■ 課題
以下に掲げる、闇の戦士をめぐるあらすじと感想の文章について、最後の一文に続けて書き進めてください。

■ 本文
────

王は自身の生命力を使い果たし自壊したが、ヴァミリオはそこから嫌な予感を覚えて仕方なかった。
呪いが解け、トースマンから開放されたエリーユの人々に別れを告げて向かった先の街で、帝国への地図が売られていた。
その資金を稼ぐためにヘルクとヴァミリオは料理大会に参加。強豪たちを押しのけて見事に優勝し、地図を手に入れた。
地図に載っていた帝国への最短ルートを進もうとしていたヴァミリオたちに、地図屋の店主や吟遊詩人の女性、イーリスが警告を発した。
滅んだ2国の土地には『闇の戦士』が現れるから避けた方がいい、と。
前話より
闇の戦士、という厨二心を刺激するワードが出てきた。
今回のポイント
シリアスが、きたぞー!
- 闇の戦士VSヘルク
- 勇者ヘルクの抱える闇
- 闇を払う歌声
- ピウイはトリじゃない
温度差注意報発令。
闇の戦士VSヘルク
吟遊詩人の女性が闇の戦士について説明してくれるんですが、ここでピウイが女性に反応します。
というのも前回の料理大会をやっている間、ピウイは迷子になってしまいこの女性に道案内をしてもらっていました。
歌も一緒に歌ってたなぁ。迷子なのに呑気だぜ。

────

■ 資料抜粋

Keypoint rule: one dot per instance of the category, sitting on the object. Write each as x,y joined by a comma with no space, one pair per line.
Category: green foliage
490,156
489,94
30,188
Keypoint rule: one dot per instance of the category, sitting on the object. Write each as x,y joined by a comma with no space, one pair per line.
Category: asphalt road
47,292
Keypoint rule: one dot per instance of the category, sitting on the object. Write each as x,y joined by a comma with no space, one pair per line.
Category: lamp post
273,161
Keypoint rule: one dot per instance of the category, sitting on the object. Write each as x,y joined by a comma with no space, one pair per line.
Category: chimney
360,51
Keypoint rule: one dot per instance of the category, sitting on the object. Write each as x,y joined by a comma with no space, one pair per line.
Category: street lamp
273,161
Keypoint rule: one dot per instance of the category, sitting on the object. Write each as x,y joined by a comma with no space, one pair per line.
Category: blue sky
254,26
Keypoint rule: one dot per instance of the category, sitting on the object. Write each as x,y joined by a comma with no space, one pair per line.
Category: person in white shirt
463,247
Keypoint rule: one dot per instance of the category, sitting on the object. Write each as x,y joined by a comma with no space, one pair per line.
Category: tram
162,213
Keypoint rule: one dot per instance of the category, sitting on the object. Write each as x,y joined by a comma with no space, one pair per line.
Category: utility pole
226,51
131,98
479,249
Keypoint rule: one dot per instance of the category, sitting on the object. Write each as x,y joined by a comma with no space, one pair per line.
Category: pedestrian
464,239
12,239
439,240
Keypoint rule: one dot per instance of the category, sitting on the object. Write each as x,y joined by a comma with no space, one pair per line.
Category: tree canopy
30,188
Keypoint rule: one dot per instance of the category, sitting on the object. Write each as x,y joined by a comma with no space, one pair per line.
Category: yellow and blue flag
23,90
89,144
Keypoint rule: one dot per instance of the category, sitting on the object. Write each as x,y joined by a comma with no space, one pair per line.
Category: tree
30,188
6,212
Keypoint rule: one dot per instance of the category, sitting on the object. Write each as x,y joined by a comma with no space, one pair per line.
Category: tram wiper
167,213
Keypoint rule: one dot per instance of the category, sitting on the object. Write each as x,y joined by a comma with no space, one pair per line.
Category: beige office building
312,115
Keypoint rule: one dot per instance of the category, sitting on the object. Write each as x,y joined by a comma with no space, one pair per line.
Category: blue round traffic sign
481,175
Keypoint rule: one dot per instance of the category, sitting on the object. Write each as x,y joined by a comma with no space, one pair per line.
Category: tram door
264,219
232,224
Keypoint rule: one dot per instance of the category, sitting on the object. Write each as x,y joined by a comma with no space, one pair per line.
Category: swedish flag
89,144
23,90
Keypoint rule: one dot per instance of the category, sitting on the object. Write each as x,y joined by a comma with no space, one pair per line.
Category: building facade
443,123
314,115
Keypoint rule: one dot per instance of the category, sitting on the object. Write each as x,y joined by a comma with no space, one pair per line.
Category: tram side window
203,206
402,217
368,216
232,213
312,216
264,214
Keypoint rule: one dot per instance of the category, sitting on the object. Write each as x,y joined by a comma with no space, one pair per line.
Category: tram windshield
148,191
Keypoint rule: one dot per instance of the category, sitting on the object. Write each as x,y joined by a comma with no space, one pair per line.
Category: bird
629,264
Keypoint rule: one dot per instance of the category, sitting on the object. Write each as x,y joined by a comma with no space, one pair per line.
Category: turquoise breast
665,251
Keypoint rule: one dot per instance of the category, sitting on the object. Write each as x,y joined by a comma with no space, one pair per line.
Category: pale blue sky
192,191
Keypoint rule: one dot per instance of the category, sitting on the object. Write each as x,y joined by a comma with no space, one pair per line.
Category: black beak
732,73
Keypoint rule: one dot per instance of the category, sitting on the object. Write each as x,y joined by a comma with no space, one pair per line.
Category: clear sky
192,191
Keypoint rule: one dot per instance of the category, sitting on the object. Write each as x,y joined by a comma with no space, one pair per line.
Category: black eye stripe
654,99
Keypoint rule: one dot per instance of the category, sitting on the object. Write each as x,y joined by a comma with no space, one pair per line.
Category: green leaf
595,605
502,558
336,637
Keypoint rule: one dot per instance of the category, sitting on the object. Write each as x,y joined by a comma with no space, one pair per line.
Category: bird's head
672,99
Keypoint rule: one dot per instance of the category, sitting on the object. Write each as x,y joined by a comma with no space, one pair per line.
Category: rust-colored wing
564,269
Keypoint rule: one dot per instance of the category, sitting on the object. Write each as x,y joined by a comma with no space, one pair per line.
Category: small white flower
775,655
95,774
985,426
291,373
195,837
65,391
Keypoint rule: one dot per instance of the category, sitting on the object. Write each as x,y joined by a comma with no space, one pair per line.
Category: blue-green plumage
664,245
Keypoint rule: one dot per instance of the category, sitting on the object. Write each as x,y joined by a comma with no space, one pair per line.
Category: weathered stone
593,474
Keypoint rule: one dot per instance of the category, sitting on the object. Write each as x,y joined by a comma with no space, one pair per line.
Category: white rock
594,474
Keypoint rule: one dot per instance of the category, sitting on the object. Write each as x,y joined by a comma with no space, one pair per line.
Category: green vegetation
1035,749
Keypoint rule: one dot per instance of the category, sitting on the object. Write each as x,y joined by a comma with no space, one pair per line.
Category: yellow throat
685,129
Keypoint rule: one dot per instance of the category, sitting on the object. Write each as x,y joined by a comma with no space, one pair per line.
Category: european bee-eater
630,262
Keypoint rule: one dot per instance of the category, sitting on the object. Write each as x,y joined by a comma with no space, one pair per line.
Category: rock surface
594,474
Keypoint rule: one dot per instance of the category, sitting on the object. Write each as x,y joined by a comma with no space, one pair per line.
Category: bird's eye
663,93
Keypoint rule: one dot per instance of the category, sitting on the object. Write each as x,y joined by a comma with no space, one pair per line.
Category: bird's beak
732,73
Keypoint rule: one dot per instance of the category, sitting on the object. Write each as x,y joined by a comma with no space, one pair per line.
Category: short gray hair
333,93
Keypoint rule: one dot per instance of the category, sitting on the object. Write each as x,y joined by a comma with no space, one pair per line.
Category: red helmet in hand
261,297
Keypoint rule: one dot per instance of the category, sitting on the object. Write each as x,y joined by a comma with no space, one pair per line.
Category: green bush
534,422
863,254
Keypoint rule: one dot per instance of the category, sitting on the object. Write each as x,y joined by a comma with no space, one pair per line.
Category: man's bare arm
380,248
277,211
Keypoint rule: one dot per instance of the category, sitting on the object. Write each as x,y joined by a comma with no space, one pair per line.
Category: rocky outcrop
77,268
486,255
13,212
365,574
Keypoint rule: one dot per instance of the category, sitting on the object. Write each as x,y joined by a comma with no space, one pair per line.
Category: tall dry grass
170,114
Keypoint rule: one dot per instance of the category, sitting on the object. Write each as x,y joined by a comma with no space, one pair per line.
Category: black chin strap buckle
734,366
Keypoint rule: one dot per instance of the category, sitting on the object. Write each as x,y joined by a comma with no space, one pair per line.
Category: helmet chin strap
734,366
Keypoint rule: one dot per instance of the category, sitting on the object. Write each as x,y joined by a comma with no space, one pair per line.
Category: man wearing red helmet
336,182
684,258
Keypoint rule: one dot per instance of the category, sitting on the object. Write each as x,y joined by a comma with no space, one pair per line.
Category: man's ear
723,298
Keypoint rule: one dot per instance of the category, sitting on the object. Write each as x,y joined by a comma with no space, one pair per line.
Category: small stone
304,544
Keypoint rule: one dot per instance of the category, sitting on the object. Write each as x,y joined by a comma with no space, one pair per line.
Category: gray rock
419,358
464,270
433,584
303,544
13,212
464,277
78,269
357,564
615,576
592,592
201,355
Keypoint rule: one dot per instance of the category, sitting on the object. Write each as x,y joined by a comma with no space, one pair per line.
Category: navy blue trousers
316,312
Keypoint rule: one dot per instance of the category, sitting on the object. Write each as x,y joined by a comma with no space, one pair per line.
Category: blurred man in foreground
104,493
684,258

────

■ 解答
ピウイは女性のことを『歌のおねーさん』と呼びます。
『ちゃん』でないことに敏感に反応するアン様(笑)。
命が惜しければ避けるべき、と忠告されますが……世界でも屈指の実力者であるアン様とヘルクにそのような忠告が届くわけも有りませんし、そもそもなるべく早くに帝国に戻る必要があります。
忠告は優しさからしてくれているので礼を言いつつも、急ぐからと回り道せずに行くことにしたアン様達。
前話、アニメではハッキリとしたセリフ(心理描写)はありませんでしたが、実はこの地図屋、アン様たちにふっかけられると思って5万Lと口にしています。
漫画ですとイーリスにまで「また飛んでもない価格を出したのでは」などと言われているくらいですので、結構吹っかけている店主らしいですね。
でもさすがに命の危険に関しては教えてくれるみたいで、完全に根が腐っている人でもないのがミソです。
2国の領土避けろとか、命あってのものだ、って言ってはくれてるもんな。
完全に良い人とは言えないけど、悪役とも言い切れないそんな人っぽいですねぇ。
まあ、彼の出番はここだけなのでそれ以上のことは分かりませんが、地味に『イーリス様』と女性を様付けで呼んでいたりと、彼らの種族における立場関係を表現しているキャラクターでもあります。
という、本編にはまるで関係ないお話でした!
と、吟遊詩人の女性、イーリスがピウイを呼びます。ピウイ「ちゃん」という呼び方がなんだか新鮮で可愛らしいですね。
あとイーリスに駆け寄っていくピウイの動きと声もかわいい。いやとにかくピウイが可愛い。クソバードなんて呼ばせない。
なにか伝言? をしているのでしょうか。何を言っているかは分かりませんね。
旅立つアン様たちを、イーリスと地図屋の店主が不安そうに見送ってますね。そんなにやばい相手なんでしょうか。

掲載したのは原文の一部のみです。